— Start Provided data —
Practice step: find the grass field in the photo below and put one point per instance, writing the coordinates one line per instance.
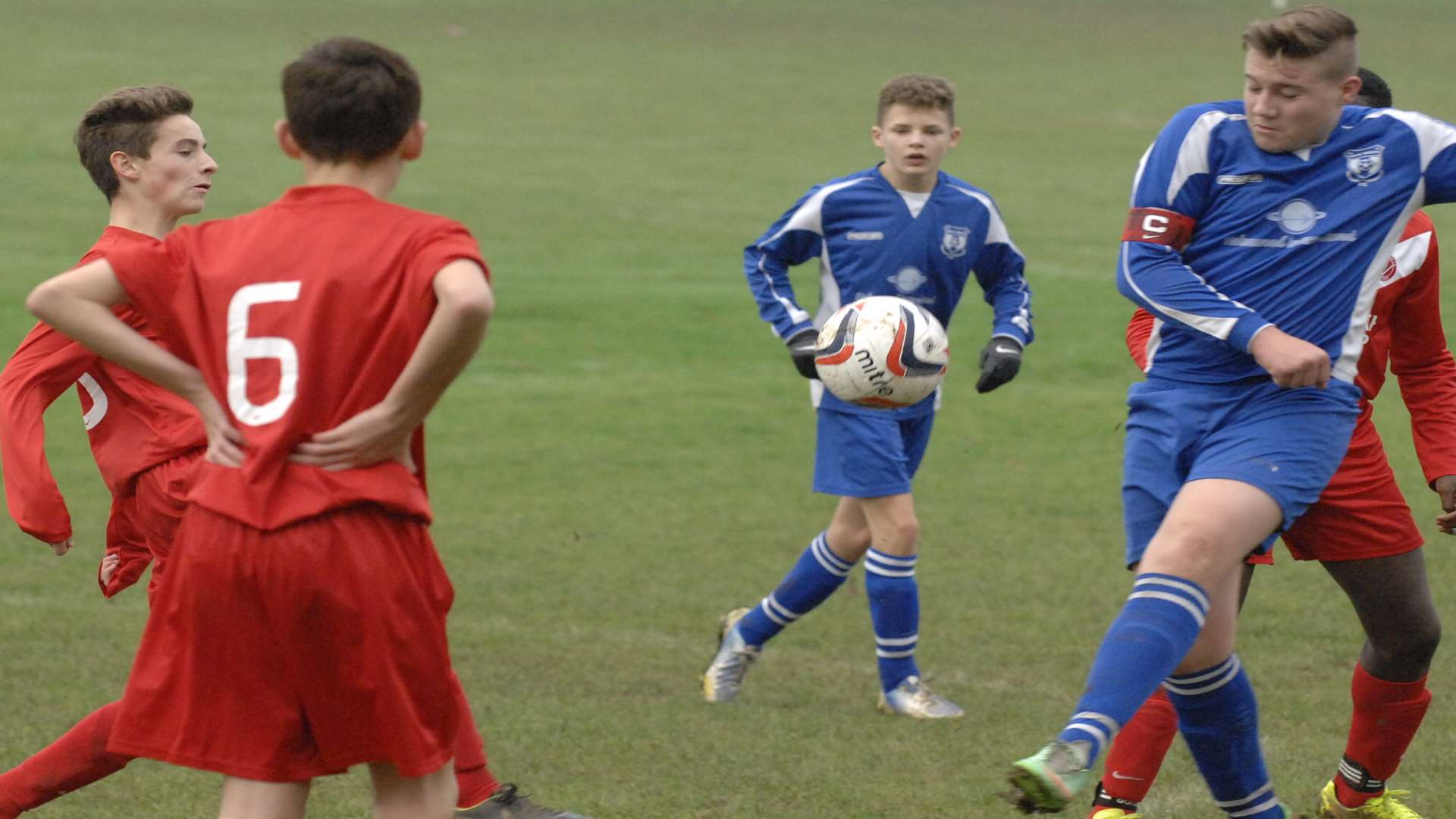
(629, 455)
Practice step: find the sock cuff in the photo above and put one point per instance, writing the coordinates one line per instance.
(1206, 681)
(1178, 591)
(1370, 689)
(889, 566)
(827, 560)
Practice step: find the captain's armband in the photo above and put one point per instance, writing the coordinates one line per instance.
(1158, 226)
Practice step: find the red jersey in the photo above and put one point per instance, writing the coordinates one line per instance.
(1404, 331)
(299, 315)
(133, 423)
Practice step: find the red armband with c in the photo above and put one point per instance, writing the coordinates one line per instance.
(1158, 226)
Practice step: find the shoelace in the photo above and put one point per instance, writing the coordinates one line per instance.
(1394, 808)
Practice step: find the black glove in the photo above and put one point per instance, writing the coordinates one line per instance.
(801, 349)
(1001, 362)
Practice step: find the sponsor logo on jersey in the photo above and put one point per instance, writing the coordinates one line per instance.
(1241, 241)
(1365, 165)
(908, 280)
(954, 240)
(1296, 218)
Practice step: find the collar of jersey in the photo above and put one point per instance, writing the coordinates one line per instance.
(315, 194)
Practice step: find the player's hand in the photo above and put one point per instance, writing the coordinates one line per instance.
(373, 436)
(1291, 362)
(108, 567)
(801, 349)
(1446, 488)
(224, 444)
(1001, 362)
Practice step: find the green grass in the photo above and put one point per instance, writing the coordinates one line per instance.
(629, 455)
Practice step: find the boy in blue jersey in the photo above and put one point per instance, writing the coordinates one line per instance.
(1258, 237)
(905, 229)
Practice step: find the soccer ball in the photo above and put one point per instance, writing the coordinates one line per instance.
(881, 352)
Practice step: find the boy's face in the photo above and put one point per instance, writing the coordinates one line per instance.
(180, 172)
(915, 140)
(1293, 104)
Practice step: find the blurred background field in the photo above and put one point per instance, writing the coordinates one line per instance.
(629, 455)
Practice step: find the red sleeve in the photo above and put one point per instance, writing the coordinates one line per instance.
(150, 275)
(46, 365)
(441, 246)
(1424, 369)
(1139, 330)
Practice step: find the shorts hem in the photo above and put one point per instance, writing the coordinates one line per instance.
(1392, 551)
(296, 774)
(1286, 521)
(864, 493)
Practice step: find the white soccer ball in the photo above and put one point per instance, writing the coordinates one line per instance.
(881, 352)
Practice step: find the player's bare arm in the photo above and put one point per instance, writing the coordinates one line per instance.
(79, 303)
(450, 340)
(1291, 362)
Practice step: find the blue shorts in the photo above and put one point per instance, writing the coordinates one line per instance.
(862, 455)
(1285, 442)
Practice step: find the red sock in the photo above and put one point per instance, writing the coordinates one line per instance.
(1385, 719)
(1139, 749)
(472, 776)
(74, 761)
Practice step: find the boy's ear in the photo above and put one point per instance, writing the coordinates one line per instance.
(414, 142)
(286, 142)
(124, 167)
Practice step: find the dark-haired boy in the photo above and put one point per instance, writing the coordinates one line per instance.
(902, 229)
(302, 626)
(147, 156)
(1258, 234)
(1363, 534)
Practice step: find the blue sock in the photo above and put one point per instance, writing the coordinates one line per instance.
(811, 580)
(1159, 623)
(894, 608)
(1220, 722)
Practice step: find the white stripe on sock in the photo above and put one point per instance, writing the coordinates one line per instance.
(1232, 670)
(1187, 588)
(1184, 602)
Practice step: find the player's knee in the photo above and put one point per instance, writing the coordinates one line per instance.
(848, 539)
(1414, 643)
(902, 537)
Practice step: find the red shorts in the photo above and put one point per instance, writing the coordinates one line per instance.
(294, 653)
(142, 526)
(1360, 515)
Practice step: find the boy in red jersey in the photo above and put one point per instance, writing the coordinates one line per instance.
(1363, 534)
(147, 156)
(149, 159)
(329, 322)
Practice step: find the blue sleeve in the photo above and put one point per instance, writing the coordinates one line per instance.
(791, 241)
(1439, 142)
(999, 273)
(1175, 175)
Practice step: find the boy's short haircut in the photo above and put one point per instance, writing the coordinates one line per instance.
(1305, 33)
(348, 99)
(124, 120)
(918, 91)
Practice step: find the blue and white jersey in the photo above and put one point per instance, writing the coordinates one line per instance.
(870, 243)
(1226, 238)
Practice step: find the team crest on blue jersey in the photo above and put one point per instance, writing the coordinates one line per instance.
(954, 240)
(908, 279)
(1365, 165)
(1296, 216)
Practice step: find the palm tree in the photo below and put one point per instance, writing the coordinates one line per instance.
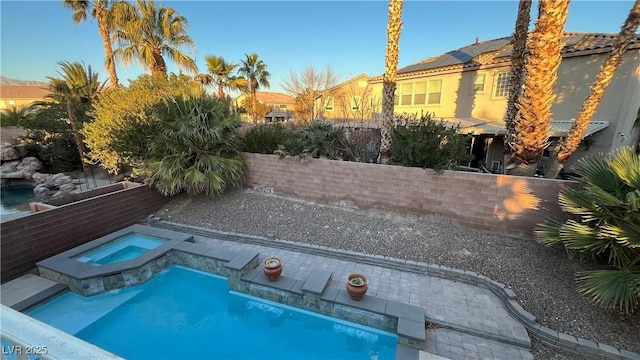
(197, 149)
(152, 33)
(605, 225)
(109, 14)
(394, 25)
(14, 116)
(516, 76)
(569, 145)
(256, 74)
(531, 135)
(219, 73)
(76, 85)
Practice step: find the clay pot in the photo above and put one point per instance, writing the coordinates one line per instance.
(272, 268)
(357, 286)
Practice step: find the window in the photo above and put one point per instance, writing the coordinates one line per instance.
(501, 88)
(435, 92)
(421, 93)
(355, 103)
(405, 98)
(330, 104)
(478, 83)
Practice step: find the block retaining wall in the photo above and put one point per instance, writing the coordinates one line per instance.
(510, 205)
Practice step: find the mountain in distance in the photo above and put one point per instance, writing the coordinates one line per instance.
(9, 81)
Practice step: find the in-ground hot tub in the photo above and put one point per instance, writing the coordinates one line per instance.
(124, 248)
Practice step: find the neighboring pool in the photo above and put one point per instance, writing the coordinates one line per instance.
(127, 247)
(15, 199)
(184, 313)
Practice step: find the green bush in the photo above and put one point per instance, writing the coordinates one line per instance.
(197, 147)
(605, 225)
(264, 139)
(427, 143)
(122, 119)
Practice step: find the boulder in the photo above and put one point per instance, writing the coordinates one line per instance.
(9, 166)
(40, 178)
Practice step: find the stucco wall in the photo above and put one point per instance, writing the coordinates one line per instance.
(29, 239)
(508, 205)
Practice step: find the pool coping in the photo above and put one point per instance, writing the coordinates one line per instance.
(65, 262)
(546, 335)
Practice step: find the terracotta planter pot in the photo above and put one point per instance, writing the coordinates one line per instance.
(272, 268)
(357, 286)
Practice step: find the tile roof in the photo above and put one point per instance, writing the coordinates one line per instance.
(14, 92)
(575, 44)
(459, 56)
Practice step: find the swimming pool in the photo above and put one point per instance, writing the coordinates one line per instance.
(127, 247)
(185, 313)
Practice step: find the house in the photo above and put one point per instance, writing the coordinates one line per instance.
(352, 100)
(21, 95)
(282, 105)
(468, 87)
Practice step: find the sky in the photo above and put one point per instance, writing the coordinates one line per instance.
(349, 36)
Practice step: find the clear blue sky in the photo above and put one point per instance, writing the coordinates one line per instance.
— End Provided data —
Copy the lines from the one containing "Practice step: find the terracotta" through the end of the records, both included, keeping the requests and adding 101 to every number in the point coordinates.

Worked answer.
Practice step: find the terracotta planter pot in the photo above and put one point per instance, writing the coordinates one line per instance.
(373, 369)
(458, 387)
Practice step: find the tile roof in the photo above and put one point per instance, writing the coordinates one line per instance.
(115, 193)
(676, 145)
(560, 157)
Practice step: find the swimming pool in the photo above and put one point per instance, writing the coordinates one line per instance.
(228, 348)
(286, 414)
Practice step: find the house in the photo above and put one point per instance, writing the coordinates one line per instance.
(453, 201)
(122, 196)
(383, 206)
(569, 188)
Practice step: find the sky in the photo above and put one point per instance, writing the coordinates one line per instance.
(450, 137)
Practice step: find the clear blue sky in the photo above and put one point per instance, writing the coordinates one line per instance.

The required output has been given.